━━━ Provided entries
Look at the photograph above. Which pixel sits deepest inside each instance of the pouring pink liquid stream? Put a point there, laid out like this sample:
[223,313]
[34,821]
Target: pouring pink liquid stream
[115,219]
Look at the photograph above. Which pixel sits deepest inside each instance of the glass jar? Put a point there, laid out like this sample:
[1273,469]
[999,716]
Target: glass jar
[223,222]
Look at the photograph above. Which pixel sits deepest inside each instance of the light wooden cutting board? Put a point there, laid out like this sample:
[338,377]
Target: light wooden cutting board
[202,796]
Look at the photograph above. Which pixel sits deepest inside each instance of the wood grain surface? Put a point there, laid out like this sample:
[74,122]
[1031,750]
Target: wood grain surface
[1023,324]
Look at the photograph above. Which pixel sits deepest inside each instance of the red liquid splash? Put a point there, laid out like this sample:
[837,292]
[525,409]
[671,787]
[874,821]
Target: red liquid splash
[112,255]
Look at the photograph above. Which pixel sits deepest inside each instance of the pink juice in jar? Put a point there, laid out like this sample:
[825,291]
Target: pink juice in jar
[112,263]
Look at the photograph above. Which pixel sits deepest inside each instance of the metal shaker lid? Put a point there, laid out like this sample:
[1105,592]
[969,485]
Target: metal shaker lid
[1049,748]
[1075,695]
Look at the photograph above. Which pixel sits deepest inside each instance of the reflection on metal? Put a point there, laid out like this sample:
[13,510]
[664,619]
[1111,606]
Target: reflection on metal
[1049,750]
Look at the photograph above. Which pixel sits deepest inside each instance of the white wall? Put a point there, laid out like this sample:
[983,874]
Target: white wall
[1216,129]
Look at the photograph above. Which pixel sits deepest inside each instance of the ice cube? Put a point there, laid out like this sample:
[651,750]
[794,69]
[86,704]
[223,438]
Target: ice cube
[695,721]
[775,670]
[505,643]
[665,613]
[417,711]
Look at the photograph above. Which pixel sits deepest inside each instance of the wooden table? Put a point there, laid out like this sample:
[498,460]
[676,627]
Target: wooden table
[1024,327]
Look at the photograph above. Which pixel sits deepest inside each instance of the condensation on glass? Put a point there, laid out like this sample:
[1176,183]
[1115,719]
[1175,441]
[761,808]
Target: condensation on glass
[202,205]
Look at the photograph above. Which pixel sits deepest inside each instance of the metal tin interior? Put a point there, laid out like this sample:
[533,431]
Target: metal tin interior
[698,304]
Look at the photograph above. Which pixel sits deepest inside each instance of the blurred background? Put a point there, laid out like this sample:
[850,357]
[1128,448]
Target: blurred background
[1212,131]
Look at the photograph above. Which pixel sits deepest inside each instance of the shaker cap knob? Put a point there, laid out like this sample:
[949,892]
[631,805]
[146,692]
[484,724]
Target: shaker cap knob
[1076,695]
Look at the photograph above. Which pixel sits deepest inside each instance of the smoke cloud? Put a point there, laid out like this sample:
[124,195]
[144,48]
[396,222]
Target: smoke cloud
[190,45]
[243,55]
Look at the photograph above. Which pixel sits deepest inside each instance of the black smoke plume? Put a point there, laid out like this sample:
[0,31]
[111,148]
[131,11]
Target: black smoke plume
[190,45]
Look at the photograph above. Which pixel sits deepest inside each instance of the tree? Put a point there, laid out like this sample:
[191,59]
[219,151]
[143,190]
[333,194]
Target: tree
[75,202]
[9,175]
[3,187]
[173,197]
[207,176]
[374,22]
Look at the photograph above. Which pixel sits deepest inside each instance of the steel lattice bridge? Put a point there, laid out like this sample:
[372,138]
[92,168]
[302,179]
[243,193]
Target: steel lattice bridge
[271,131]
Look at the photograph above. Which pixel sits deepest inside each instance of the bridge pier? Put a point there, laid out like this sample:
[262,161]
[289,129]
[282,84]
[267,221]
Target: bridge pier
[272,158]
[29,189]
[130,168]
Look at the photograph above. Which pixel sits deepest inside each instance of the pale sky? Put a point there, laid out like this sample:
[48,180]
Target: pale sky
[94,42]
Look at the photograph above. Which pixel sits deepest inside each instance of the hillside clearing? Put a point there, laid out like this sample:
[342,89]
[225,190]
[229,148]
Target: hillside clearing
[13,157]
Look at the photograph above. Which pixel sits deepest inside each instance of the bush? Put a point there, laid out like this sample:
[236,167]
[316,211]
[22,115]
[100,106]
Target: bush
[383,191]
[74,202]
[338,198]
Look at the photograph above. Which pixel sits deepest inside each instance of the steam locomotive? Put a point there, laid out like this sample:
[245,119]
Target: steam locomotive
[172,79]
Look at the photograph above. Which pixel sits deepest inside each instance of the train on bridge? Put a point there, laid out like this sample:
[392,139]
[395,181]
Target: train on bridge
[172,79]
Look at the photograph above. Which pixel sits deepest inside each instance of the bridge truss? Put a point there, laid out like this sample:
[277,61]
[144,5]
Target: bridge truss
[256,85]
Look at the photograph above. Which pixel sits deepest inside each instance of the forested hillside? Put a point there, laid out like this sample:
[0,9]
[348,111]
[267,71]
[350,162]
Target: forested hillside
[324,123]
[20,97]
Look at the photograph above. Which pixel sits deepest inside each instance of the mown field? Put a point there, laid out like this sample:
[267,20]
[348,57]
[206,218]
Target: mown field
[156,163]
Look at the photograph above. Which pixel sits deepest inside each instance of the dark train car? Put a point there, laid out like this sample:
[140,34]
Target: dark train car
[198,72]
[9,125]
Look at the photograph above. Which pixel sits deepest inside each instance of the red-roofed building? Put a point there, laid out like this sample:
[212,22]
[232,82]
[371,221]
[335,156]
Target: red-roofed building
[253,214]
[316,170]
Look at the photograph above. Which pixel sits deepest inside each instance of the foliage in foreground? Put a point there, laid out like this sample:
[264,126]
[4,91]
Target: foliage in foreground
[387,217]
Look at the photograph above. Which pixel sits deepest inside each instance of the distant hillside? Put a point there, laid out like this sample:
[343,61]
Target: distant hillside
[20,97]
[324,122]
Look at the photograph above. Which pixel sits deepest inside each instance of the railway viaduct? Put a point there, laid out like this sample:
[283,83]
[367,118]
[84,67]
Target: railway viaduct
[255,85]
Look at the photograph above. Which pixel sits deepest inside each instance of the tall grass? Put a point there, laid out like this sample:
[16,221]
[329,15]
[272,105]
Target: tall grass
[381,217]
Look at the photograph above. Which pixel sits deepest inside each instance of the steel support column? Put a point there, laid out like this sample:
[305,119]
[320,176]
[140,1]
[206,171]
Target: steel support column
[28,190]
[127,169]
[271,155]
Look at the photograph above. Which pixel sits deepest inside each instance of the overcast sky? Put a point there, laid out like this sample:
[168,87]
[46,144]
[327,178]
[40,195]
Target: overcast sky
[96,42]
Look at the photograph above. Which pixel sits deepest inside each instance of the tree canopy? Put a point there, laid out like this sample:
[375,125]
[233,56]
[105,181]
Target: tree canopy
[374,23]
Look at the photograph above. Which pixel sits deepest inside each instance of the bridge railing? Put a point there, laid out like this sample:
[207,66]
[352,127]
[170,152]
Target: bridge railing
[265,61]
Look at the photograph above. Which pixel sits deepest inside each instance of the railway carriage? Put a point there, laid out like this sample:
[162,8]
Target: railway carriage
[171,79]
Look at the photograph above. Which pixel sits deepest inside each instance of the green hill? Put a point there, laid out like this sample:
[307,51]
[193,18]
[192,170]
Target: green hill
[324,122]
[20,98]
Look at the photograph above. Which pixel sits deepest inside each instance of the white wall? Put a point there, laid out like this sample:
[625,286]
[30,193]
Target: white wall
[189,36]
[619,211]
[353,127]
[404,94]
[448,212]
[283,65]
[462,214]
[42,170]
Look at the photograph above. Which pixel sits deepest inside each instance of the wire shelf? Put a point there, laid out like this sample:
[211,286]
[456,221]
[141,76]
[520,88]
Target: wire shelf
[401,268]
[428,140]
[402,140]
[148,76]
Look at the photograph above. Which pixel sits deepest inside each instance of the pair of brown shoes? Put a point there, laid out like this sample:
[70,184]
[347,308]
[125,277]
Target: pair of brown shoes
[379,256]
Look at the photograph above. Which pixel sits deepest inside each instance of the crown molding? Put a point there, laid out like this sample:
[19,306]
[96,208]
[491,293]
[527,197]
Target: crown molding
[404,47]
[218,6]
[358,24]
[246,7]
━━━━━━
What the task asks - Quote exactly the line containing "of the pair" and every later line through the end of the listing, and no other lines.

Finished exercise -
Look at the photograph above. Which pixel sits deepest inside each instance of the pair of brown shoes? Put a point there, laid out like this sample:
[70,184]
[347,308]
[125,277]
Target: pair of brown shoes
[379,256]
Look at the photograph above. Which pixel sits deepest inside each instance of the crown molding? Put a point there, laid out like this sample:
[19,306]
[96,208]
[491,293]
[527,197]
Target: crown molding
[404,47]
[218,6]
[358,24]
[246,7]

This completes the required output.